# TO DO:
a. Decide whether each statement agrees with the shale oil passage, answering yes or no and quoting the deciding words: (i) The New York Times is described as notoriously liberal. (ii) Robert Rapier's article appeared in the New York Times. (iii) Oil shale is the cooked kind.
b. Copy the stretch of the shale oil passage from "There is one" through "(oil shale) metaphor.)" word for word.

A frequently repeated line among oil industry experts (e.g., a, b) and members of a certain ethically challenged political sect is that the United States has larger oil reserves than Saudi Arabia. The media, including the notoriously liberal New York Times, pounced on reports of the coming American oil sheikdom with shale as savior.
The narrative continues from there. Not only are fears of a "peak oil" economic crisis unfounded, but we are soon to have a glut of domestically produced oil. In the process, America will be blessed with energy independence and enough prosperity to pave our streets with gold.
There is one teeny, tiny fly in this richly perfumed ointment. It is built on slippery semantics in the difference between oil shale and shale oil. The difference matters.
In this Oil Drum article, Robert Rapier does an excellent job of shining a bit of light on the differences in oil found in shale. (I am stealing Rapier's cooked (shale oil) versus uncooked (oil shale) metaphor.)

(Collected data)
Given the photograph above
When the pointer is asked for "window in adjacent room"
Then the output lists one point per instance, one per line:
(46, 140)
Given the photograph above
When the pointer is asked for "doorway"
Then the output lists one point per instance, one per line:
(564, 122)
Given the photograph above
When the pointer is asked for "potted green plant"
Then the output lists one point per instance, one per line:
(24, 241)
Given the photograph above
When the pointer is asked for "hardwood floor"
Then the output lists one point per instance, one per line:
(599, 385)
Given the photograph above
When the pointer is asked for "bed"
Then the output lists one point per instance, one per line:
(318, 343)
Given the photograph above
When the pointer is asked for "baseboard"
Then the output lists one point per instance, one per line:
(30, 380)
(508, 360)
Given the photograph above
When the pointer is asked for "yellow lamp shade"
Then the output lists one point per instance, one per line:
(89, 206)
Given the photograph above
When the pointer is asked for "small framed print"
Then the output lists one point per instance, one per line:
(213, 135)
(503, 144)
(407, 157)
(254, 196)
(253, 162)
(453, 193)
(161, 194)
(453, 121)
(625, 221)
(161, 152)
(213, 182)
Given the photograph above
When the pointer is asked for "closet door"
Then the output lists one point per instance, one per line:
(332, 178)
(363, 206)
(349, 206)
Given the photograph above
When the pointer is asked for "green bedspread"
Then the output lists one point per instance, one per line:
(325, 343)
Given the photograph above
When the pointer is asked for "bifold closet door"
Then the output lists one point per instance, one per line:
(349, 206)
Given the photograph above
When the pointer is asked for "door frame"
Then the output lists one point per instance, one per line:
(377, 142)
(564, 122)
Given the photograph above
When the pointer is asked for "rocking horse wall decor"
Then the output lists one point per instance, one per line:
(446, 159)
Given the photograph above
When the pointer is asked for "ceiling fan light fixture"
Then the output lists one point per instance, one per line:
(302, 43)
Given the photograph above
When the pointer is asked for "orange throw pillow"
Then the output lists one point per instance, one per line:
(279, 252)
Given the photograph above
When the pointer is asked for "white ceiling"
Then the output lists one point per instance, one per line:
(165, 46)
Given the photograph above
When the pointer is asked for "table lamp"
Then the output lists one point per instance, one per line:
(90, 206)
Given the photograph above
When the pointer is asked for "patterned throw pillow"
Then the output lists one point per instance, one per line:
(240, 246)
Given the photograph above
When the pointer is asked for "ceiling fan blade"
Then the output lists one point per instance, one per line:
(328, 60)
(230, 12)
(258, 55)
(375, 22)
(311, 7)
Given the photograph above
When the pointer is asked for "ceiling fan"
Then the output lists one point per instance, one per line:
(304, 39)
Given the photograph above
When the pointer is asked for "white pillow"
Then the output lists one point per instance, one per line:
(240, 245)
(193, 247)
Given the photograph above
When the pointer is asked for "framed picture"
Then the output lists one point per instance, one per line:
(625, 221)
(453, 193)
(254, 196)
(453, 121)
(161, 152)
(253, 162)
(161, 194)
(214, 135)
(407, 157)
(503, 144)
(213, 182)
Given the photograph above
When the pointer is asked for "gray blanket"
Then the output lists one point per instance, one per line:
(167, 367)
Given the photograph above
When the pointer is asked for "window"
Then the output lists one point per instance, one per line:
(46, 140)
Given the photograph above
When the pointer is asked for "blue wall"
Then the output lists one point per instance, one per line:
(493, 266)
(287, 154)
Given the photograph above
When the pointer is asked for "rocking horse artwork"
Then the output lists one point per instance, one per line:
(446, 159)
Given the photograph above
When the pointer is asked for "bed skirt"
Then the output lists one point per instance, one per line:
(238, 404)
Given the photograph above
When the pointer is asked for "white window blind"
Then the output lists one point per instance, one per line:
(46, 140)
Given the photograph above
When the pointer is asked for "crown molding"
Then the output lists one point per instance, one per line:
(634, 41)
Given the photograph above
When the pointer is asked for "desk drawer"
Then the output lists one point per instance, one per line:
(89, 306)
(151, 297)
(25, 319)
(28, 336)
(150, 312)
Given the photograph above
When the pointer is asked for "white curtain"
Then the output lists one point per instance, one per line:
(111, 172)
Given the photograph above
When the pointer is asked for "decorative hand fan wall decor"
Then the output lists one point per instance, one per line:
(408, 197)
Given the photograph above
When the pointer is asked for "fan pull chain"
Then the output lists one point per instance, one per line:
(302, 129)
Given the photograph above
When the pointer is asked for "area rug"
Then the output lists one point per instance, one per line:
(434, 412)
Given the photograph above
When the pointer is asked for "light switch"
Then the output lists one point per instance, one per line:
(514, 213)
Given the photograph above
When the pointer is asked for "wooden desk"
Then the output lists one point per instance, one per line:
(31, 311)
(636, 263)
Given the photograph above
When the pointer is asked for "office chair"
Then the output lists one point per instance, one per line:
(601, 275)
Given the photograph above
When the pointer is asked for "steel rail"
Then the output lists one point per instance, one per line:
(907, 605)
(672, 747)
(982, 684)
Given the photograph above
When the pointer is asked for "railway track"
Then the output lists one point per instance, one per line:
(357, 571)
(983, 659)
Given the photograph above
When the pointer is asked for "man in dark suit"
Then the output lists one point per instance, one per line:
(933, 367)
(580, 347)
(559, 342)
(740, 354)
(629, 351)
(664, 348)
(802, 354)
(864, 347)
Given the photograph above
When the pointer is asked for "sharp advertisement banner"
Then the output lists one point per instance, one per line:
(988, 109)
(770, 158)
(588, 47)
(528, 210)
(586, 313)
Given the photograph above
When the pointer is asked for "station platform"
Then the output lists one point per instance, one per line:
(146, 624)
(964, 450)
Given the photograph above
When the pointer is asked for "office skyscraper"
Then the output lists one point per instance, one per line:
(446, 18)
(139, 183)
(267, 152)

# ANSWERS TO THIS EXERCISE:
a.
(i) Yes: "the notoriously liberal New York Times"
(ii) No: "In this Oil Drum article, Robert Rapier"
(iii) No: "cooked (shale oil) versus uncooked (oil shale)"

b.
There is one teeny, tiny fly in this richly perfumed ointment. It is built on slippery semantics in the difference between oil shale and shale oil. The difference matters.
In this Oil Drum article, Robert Rapier does an excellent job of shining a bit of light on the differences in oil found in shale. (I am stealing Rapier's cooked (shale oil) versus uncooked (oil shale) metaphor.)